▶ **Selected passage**
Numerous microbes inhabit the human gut. The colon itself has approximately 1000 different species of known bacteria. However, the bacterial population differs greatly between individuals due to factors such as genetics and lifestyle. The intestinal microbes play an important role in health and disease and a state of the delicate balance of the microbial is important for maintaining health. Sometimes, the balance can be disrupted by factors such as genetics, diet, antibiotics, or stress. Mounting evidence has suggested that the gut microbiota are related to a variety of cancers, which may enlighten potential development of cancer therapies targeted at the gut microbiome
Interventions to deal with disorders associated with disruptions in the intestinal microbiota homeostasis target the diet, probiotics, prebiotics, antibiotics, and fecal microbiota transplantation (FMT).

▶ **Record excerpts**

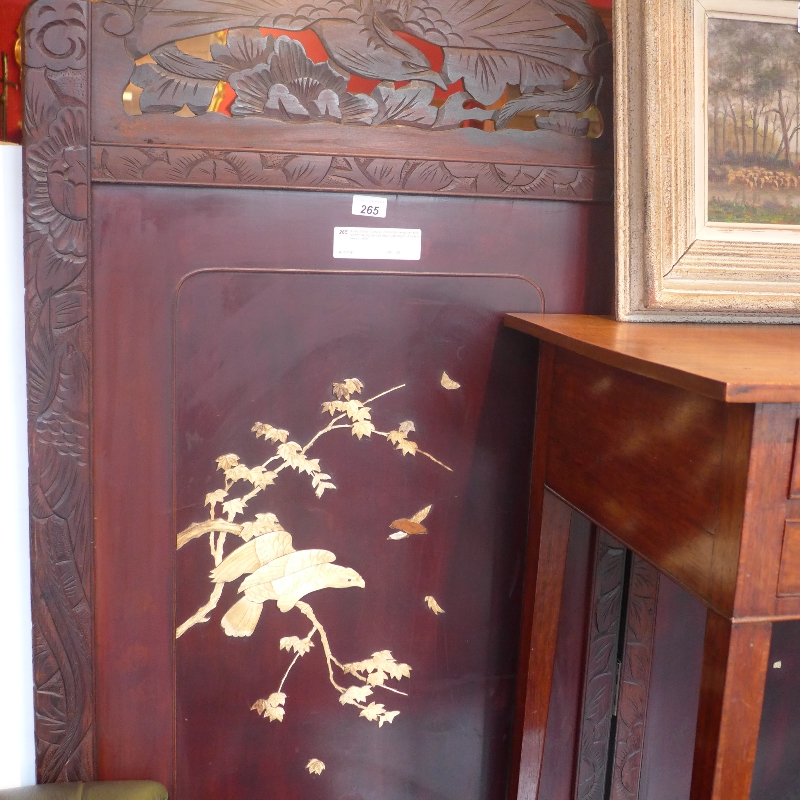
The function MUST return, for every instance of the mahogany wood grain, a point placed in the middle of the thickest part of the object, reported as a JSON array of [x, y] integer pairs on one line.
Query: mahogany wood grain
[[735, 363], [563, 722], [688, 460], [761, 531], [731, 694], [674, 690], [789, 580]]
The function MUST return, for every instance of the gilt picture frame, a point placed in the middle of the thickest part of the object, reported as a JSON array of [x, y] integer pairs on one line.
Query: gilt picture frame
[[675, 260]]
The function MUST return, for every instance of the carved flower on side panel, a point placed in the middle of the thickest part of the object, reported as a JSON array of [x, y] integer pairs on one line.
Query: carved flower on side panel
[[290, 86], [58, 199]]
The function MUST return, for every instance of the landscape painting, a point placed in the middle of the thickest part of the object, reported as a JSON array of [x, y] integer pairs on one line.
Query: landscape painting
[[753, 122]]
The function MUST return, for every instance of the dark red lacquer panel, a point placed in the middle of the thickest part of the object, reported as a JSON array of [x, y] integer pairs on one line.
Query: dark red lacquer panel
[[267, 347]]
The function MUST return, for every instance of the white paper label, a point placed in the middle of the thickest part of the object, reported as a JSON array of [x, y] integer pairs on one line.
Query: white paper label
[[364, 206], [403, 244]]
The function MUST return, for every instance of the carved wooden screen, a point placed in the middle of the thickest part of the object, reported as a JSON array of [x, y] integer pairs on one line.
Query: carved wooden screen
[[325, 460]]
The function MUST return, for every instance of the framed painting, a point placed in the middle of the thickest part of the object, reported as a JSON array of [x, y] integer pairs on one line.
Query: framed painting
[[708, 161]]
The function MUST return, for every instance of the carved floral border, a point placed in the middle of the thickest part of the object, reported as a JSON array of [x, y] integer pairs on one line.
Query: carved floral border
[[56, 139], [213, 167]]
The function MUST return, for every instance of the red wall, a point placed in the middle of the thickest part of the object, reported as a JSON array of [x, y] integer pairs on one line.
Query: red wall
[[10, 15]]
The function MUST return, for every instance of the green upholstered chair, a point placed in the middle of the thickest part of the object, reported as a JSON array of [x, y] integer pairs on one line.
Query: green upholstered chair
[[104, 790]]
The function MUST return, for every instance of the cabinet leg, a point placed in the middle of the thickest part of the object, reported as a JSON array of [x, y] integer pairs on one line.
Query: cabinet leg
[[735, 657], [544, 581]]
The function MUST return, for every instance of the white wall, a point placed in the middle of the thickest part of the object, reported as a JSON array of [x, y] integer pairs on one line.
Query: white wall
[[17, 766]]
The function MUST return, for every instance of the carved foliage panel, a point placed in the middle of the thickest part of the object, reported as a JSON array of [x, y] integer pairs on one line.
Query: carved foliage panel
[[201, 167], [634, 686], [601, 668], [56, 240]]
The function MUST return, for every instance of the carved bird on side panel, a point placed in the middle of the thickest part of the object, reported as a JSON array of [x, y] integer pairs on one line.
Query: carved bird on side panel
[[490, 44], [277, 572]]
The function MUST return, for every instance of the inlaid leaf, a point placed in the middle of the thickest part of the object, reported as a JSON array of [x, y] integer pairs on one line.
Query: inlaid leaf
[[269, 432], [238, 473], [362, 428], [233, 507], [227, 461], [355, 694], [448, 383], [387, 716], [405, 447], [373, 711], [212, 498], [272, 707], [334, 407], [167, 92], [300, 646]]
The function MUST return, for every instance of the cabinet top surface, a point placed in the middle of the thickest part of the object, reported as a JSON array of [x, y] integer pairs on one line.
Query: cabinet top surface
[[734, 363]]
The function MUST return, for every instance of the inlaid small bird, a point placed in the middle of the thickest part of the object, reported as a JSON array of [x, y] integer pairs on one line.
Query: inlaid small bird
[[277, 572]]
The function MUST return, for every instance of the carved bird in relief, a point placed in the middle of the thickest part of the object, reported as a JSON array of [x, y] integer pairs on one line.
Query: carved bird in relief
[[276, 572], [488, 43]]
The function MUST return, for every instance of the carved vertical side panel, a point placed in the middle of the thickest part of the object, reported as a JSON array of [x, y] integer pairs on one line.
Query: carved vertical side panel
[[640, 622], [601, 669], [58, 351]]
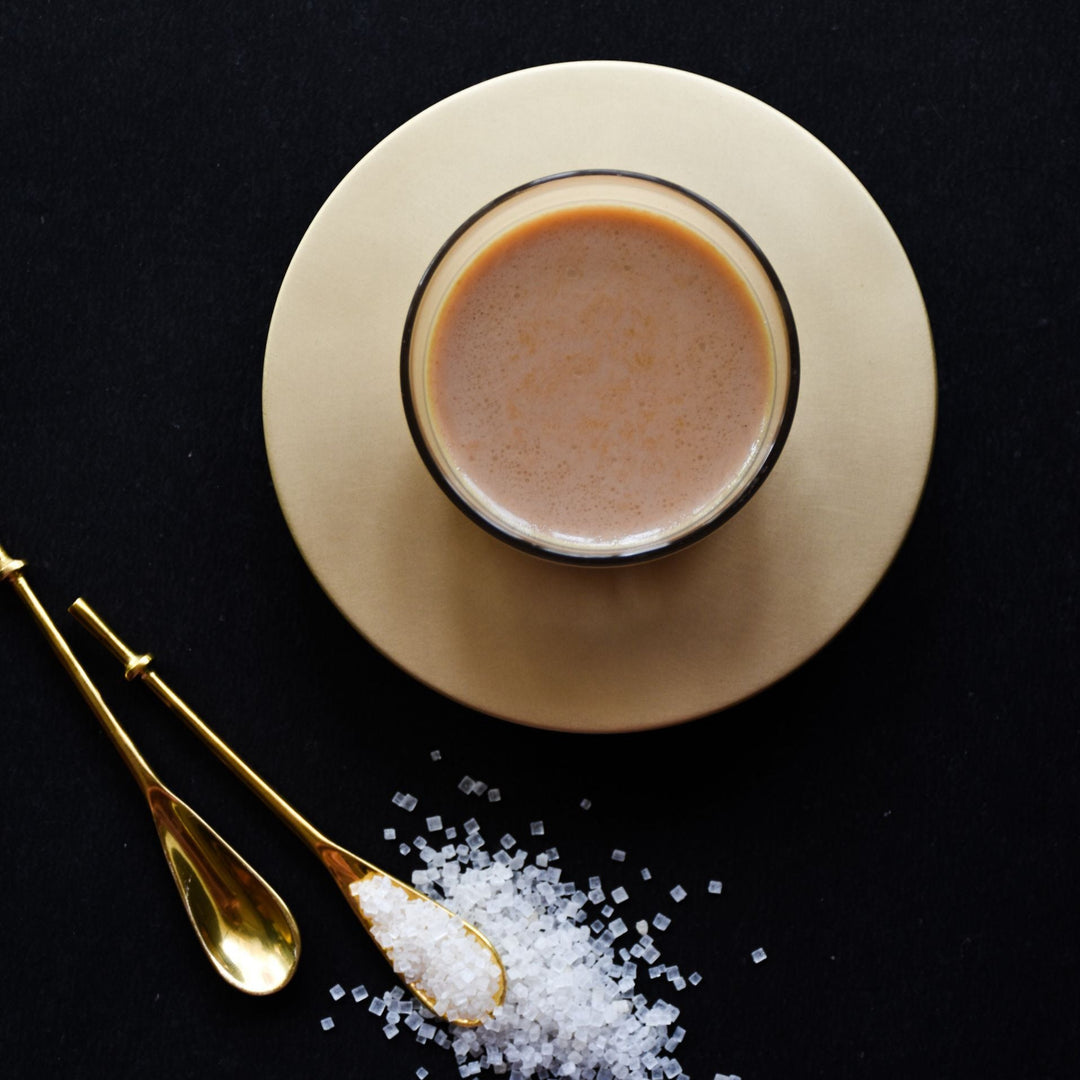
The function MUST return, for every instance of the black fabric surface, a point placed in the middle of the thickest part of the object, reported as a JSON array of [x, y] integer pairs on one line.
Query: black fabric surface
[[895, 822]]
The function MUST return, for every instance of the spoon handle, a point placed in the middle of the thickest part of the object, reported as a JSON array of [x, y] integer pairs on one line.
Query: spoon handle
[[137, 665], [11, 569]]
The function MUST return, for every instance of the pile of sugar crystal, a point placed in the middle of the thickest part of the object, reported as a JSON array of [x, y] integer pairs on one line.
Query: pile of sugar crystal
[[570, 1008], [430, 948]]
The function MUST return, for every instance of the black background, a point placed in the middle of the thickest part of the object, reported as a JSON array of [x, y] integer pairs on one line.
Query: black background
[[895, 822]]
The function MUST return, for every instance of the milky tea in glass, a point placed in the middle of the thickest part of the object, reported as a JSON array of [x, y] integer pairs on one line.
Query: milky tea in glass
[[599, 367]]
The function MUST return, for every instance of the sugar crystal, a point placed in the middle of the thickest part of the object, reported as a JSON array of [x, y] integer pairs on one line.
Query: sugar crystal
[[430, 947]]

▶ **Task description**
Pick up the passage on gut microbiota and cancer after its last sentence and continue it. The data above come from a separate source unrelated to the text.

▶ **Solved problem**
FMT involves the transplantation of gut microbiota from healthy donors to sick patients. The stool is taken from a healthy donor and is made into a liquid mixture that is transferred into the colon of a sick person via the upper or lower gastrointestinal route. The aim is to restore or boost helpful organisms or increase the diversity of intestinal microbes. It is the most innovative method since it has the ability to alter the microbiota in the recipients’ gut. FMT mainly treats recurrent Clostridium difficile (C.diff) infection that becomes difficult to treat even after adequate antibiotic treatment
FMT immunotherapy-refractory melanoma patients
Any healthy individual can be a fecal donor, close relatives, family members, or unrelated individuals, however, healthy unrelated individuals from a centralized stool bank are the best donors. The donors are first screened in preparation for FMT according to protocol. The fecal material is then frozen for convenient management although the bacterial diversity of the frozen material is lower than that of a fresh one. It can be administered as a capsule, via nasogastric or nasoduodenal tube, enema, or colonoscopy
FMT is an effective and acceptable treatment of recurrent C.diff infection. It restores microbial diversity and bacterial metabolites, moreover, regulates bile acid metabolism. The relationship between intestinal microbiota and cancer provides an opportunity for exploring new diagnostic and therapeutic applications for cancer. FMT changes the gut microbiota composition alleviating cancer and enhances the efficacy of cancer immunotherapy providing positive clinical outcomes. There are notable favorable changes in immune cell infiltrates and gene expression profiles in the gut as well as the tumor microenvironment after treatment with FMT.